**Exercise description**
Copy the items below word for word, starting at the very beginning and going through the line that contains "POLYGON ((45 56, 45", that line included.

START Data extract

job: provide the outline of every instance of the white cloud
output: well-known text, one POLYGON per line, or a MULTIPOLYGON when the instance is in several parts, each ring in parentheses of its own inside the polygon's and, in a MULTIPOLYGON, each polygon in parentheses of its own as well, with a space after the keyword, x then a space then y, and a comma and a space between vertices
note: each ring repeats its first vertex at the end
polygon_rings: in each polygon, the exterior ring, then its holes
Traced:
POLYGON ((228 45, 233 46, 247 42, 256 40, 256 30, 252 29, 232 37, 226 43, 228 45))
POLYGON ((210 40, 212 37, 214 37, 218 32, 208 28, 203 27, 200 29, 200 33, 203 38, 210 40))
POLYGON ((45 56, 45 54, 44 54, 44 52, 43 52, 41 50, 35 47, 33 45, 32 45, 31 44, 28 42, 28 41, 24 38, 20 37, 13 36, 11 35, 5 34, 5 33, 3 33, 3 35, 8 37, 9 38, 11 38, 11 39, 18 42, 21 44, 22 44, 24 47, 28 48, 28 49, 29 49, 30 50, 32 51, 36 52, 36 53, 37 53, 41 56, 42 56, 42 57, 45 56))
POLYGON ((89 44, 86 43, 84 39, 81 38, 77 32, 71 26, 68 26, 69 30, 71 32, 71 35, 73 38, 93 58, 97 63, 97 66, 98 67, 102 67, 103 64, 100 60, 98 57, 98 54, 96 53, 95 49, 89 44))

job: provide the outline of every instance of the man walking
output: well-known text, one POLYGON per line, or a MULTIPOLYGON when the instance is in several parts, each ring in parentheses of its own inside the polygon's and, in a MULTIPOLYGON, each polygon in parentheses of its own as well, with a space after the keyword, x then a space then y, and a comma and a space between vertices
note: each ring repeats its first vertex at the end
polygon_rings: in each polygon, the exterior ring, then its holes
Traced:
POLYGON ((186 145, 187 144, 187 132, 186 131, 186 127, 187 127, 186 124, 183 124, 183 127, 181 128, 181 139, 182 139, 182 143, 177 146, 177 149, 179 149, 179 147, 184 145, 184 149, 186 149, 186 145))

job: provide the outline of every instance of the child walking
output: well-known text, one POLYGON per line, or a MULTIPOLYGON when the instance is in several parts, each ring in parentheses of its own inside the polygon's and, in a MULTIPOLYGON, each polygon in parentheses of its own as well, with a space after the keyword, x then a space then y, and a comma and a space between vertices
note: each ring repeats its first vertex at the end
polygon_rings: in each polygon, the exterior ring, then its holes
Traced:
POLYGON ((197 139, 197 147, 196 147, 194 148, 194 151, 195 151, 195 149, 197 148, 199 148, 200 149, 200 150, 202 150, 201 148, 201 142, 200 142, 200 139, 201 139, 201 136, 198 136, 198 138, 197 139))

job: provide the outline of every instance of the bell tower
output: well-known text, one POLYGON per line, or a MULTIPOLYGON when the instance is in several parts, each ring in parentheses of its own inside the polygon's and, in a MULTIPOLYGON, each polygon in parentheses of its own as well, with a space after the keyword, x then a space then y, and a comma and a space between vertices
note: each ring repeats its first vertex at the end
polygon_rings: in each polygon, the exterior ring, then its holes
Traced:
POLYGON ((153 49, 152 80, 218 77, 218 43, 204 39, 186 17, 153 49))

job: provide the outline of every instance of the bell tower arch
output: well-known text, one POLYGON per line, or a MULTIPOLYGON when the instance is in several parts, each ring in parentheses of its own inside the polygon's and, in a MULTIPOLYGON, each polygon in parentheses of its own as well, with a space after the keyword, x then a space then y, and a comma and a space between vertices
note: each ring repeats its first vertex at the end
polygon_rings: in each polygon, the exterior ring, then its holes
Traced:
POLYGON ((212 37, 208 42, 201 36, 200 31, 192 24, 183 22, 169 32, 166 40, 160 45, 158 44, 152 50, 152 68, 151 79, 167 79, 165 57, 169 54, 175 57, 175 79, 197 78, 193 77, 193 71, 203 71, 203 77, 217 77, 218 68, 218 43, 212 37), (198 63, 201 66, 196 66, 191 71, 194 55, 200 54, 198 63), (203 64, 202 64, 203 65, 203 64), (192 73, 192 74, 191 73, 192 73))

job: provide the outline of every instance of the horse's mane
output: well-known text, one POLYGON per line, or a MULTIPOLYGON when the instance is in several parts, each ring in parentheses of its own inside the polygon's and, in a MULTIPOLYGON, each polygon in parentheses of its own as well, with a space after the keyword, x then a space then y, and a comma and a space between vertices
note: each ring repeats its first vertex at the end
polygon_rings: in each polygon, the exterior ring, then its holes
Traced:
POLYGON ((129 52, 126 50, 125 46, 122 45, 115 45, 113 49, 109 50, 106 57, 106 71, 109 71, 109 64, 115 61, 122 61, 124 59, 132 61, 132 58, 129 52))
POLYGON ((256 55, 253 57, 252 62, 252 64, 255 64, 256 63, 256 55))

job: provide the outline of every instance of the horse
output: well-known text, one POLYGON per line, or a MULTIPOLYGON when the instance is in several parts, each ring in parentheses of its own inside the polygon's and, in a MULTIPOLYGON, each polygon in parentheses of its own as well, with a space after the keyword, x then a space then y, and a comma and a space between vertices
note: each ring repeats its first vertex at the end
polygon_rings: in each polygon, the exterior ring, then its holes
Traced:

END Data extract

**Result of the exercise**
job: provide the outline of every instance of the white cloud
output: well-known text, one POLYGON per line, or a MULTIPOLYGON when the instance is in several parts, each ring in parentheses of its own inside the polygon's and, in a MULTIPOLYGON, each polygon in parentheses of its own as well, with a space after the keyword, x then a space then y, and a comma and a space between vertices
note: each ring repeats its first vertex at the end
polygon_rings: in each polygon, the exterior ring, then its holes
Traced:
POLYGON ((228 45, 233 46, 247 42, 256 40, 256 30, 252 29, 232 37, 226 43, 228 45))
POLYGON ((210 40, 212 37, 214 37, 218 32, 208 28, 203 27, 200 29, 200 33, 203 38, 210 40))
POLYGON ((45 56, 45 54, 44 54, 44 52, 43 52, 41 50, 35 47, 33 45, 32 45, 31 44, 28 42, 28 41, 24 38, 20 37, 13 36, 11 35, 5 34, 5 33, 3 33, 3 35, 8 37, 9 38, 11 38, 11 39, 18 42, 21 44, 22 44, 24 47, 28 48, 28 49, 29 49, 30 50, 32 51, 36 52, 36 53, 37 53, 41 56, 42 56, 42 57, 45 56))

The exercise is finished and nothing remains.